(EXERCISE DIRECTIONS): Reproduce the entries below in full and without error.

(DATA FOR PROCESSING):
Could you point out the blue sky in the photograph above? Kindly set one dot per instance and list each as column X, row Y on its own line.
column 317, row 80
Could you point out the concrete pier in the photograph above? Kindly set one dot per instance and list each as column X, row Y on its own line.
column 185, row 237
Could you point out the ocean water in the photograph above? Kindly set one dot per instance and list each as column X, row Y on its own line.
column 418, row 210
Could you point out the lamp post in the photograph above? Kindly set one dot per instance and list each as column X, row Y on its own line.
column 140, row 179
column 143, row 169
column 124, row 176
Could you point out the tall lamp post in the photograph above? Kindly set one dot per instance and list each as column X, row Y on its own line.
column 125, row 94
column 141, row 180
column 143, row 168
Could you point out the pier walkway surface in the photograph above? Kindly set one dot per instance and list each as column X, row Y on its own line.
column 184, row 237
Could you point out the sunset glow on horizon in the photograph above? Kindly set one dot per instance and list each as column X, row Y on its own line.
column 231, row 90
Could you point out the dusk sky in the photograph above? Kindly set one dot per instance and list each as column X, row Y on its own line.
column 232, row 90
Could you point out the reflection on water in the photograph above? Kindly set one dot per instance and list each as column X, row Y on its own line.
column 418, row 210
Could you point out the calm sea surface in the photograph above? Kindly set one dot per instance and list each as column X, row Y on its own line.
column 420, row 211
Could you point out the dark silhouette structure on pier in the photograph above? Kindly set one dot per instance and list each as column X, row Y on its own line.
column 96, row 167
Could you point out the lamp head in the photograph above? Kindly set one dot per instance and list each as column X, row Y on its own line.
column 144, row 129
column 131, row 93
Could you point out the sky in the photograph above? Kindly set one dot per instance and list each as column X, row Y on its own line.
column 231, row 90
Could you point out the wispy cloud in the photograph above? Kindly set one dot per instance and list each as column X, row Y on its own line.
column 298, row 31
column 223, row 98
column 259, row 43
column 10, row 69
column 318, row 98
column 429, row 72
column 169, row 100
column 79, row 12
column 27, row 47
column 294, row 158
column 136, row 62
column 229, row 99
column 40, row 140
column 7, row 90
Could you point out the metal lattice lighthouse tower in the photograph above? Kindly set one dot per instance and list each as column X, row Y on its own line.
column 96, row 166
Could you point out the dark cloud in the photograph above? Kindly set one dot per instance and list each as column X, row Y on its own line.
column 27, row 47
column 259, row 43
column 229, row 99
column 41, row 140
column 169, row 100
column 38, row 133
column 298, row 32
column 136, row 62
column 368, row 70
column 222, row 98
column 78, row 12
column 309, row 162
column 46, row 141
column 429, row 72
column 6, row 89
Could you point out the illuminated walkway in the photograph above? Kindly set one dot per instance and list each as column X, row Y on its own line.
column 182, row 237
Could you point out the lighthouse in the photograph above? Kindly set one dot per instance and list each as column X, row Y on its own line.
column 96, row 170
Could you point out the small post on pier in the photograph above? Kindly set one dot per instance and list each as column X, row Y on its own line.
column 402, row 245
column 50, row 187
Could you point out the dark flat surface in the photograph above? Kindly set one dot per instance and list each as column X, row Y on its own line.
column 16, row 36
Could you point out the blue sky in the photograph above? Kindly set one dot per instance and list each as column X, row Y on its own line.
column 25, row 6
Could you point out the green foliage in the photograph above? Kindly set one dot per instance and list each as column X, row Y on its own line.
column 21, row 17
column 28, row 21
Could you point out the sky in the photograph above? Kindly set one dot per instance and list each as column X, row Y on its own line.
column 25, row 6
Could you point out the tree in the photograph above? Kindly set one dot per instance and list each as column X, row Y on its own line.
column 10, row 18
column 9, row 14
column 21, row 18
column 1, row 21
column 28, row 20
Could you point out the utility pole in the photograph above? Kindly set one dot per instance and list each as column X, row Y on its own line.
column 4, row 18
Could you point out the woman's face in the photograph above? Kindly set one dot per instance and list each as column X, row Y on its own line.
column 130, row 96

(TASK SOLUTION):
Could you point out the blue sky in the photograph above? Kindly set one dot per instance and list each as column X, row Y on its own line.
column 317, row 80
Could you point out the concrete pier in the photograph above? Kindly set one dot per instance and list each as column X, row Y on its own line.
column 185, row 237
Could you point out the ocean water in the photograph above? Kindly set one dot per instance and list each as column X, row Y on its own line.
column 418, row 210
Could you point out the lamp post in the photograph above? Kindly set one dot per instance and list each as column X, row Y on its own line.
column 140, row 179
column 143, row 169
column 124, row 176
Could you point out the tall lamp post in the photograph above? Kindly set one dot per instance and list each as column X, row Y on its own line.
column 125, row 94
column 141, row 180
column 143, row 168
Could you point out the pier walkway surface in the photograph above? Kindly set one dot per instance and list each as column X, row Y on its own line.
column 184, row 237
Could you point out the sunset glow on horizon in the photograph above? Kindly set one dot per instance and list each as column X, row Y on its own line.
column 231, row 90
Could you point out the dusk sky in the photograph above? Kindly set one dot per instance and list each as column X, row Y on its own line.
column 232, row 90
Could you point out the reflection on water in the photograph above? Kindly set one dot per instance and list each as column X, row Y on its own line.
column 418, row 210
Could you point out the calm sea surface in the photograph above? Kindly set one dot per instance and list each as column X, row Y on its own line.
column 420, row 211
Could you point out the dark silhouette structure on pier in the photograph above? Kindly set one dot per instance and list each as column X, row Y on its own line.
column 96, row 167
Could you point out the lamp head in the photograph above? Kindly set one dot per instance and list each as column X, row Y on its own line.
column 144, row 129
column 131, row 93
Could you point out the sky in the photograph above? Kindly set one dot per instance and list each as column X, row Y on its own line.
column 231, row 90
Could you point out the wispy cloud in the photograph above? Kindly set one dot per instance and list each as column X, row Y on its own line.
column 298, row 31
column 223, row 98
column 259, row 43
column 10, row 69
column 318, row 98
column 429, row 72
column 169, row 100
column 79, row 12
column 27, row 47
column 294, row 158
column 136, row 62
column 229, row 99
column 40, row 140
column 7, row 90
Could you point out the metal lattice lighthouse tower in the photograph above? Kindly set one dot per instance and list each as column X, row Y on its own line.
column 96, row 166
Could you point out the dark cloud in the photograph above? Kindly set one dot per instance and list each as column X, row Y on its own line.
column 27, row 47
column 259, row 43
column 229, row 99
column 41, row 140
column 169, row 100
column 38, row 133
column 298, row 32
column 136, row 62
column 368, row 70
column 222, row 98
column 78, row 12
column 309, row 162
column 46, row 141
column 429, row 72
column 6, row 89
Could you point out the illuminated walkway in the photograph above? Kindly set one dot per instance and list each as column X, row Y on its own line.
column 182, row 237
Could you point out the lighthouse in the photograph above? Kindly set one dot per instance and list each as column X, row Y on its own line.
column 96, row 170
Could you point out the small post on pier in the photograph above? Kindly set one dot per instance and list each as column X, row Y on its own line.
column 402, row 245
column 50, row 187
Could you point out the dark flat surface in the photograph above? Kindly set one dot per instance and list each as column X, row Y on its own line.
column 16, row 36
Could you point out the blue sky in the photograph above? Kindly set one dot per instance and list each as column X, row Y on its own line.
column 25, row 6
Could you point out the green foliage in the photograph above? Kindly set one dot per instance and list each as column X, row Y on its own line.
column 21, row 17
column 28, row 21
Could you point out the sky in the photograph above? Kindly set one dot per instance and list each as column X, row Y on its own line.
column 25, row 6
Could you point out the tree in the photograph above? Kindly set one dot per instance and list each as column X, row Y on its own line.
column 10, row 18
column 9, row 14
column 21, row 18
column 1, row 21
column 28, row 20
Could you point out the utility pole in the photograph above? Kindly set one dot per instance and list each as column X, row Y on its own line.
column 4, row 18
Could you point out the woman's face in the photograph above? Kindly set one dot per instance and list each as column X, row Y on its own line.
column 130, row 96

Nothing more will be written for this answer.